GOAL: Output as a JSON list of strings the lines of the listing below, from the line with "task | drop a marker on every instance of the tub" up to and including the line with "column 625, row 257". Give one string per line and omit blank lines.

## Start DATA EXTRACT

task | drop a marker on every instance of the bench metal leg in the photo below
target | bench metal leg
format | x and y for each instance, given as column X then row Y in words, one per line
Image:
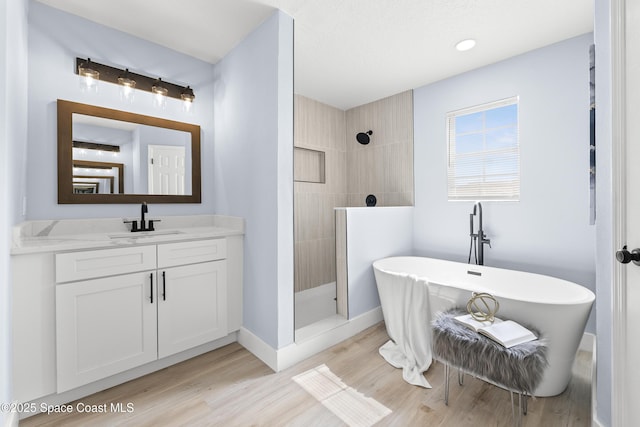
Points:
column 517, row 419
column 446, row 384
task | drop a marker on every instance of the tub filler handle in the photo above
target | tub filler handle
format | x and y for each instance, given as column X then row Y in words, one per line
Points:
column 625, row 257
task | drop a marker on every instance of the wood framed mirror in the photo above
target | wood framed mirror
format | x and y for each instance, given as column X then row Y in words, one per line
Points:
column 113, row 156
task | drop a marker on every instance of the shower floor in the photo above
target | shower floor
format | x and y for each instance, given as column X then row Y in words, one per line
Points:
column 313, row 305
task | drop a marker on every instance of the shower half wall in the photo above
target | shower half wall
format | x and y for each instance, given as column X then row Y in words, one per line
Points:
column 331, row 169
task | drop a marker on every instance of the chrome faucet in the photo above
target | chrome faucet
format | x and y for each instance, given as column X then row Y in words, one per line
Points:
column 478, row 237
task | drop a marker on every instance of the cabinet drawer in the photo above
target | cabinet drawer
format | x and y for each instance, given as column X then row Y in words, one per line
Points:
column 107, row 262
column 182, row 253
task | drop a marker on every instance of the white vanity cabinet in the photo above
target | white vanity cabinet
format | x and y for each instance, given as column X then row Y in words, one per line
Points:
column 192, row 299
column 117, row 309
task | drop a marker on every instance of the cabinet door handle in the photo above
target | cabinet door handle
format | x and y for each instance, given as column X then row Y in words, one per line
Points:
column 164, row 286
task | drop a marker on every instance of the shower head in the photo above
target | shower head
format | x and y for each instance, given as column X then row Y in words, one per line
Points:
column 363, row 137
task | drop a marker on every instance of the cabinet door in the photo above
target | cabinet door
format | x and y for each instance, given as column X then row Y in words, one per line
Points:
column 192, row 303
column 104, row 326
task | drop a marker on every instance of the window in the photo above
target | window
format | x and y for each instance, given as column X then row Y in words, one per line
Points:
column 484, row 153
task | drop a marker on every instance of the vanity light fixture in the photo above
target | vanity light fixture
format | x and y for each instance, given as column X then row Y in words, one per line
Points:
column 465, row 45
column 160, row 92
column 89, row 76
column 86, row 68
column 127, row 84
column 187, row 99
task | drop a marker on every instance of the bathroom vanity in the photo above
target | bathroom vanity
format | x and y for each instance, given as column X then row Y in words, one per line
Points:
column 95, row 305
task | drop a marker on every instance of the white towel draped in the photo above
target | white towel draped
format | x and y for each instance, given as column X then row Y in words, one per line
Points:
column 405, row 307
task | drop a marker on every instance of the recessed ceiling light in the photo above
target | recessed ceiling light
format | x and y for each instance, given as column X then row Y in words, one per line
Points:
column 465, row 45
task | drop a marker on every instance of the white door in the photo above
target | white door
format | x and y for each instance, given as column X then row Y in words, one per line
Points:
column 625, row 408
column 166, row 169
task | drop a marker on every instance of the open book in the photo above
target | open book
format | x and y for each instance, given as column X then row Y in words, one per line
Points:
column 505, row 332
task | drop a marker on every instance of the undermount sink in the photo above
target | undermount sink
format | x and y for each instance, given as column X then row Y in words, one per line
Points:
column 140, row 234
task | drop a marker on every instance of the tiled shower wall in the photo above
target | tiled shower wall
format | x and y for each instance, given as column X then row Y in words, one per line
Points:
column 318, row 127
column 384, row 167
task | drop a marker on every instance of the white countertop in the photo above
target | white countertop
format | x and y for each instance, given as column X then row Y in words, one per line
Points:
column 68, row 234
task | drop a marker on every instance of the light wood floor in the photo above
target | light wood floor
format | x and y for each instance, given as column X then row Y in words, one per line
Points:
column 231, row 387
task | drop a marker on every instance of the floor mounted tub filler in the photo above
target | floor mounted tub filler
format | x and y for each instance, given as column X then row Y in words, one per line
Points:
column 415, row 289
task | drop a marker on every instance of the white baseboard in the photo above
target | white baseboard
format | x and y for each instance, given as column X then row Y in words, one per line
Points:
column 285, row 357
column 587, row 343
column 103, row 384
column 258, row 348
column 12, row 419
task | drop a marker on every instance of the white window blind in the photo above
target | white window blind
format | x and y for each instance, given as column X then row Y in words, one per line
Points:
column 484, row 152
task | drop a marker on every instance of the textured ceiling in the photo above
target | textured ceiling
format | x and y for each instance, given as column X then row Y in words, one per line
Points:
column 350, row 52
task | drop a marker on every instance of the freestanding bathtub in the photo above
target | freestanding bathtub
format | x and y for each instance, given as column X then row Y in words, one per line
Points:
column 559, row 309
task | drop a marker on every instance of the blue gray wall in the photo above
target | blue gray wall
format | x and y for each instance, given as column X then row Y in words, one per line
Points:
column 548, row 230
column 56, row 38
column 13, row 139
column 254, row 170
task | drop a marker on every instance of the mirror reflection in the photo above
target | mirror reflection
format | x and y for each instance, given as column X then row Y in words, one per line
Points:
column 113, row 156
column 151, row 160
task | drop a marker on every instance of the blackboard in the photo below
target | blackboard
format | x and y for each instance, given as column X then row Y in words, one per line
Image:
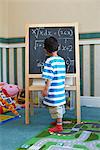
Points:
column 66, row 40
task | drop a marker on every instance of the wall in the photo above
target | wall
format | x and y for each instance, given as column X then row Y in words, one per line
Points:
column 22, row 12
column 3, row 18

## End DATA EXTRACT

WRITTEN SOLUTION:
[
  "task | drop a marker on every instance of the tub filler handle in the photo above",
  "target | tub filler handle",
  "format | x and y for each instance, given as column X then row Y in words, one per line",
  "Points:",
  "column 625, row 257"
]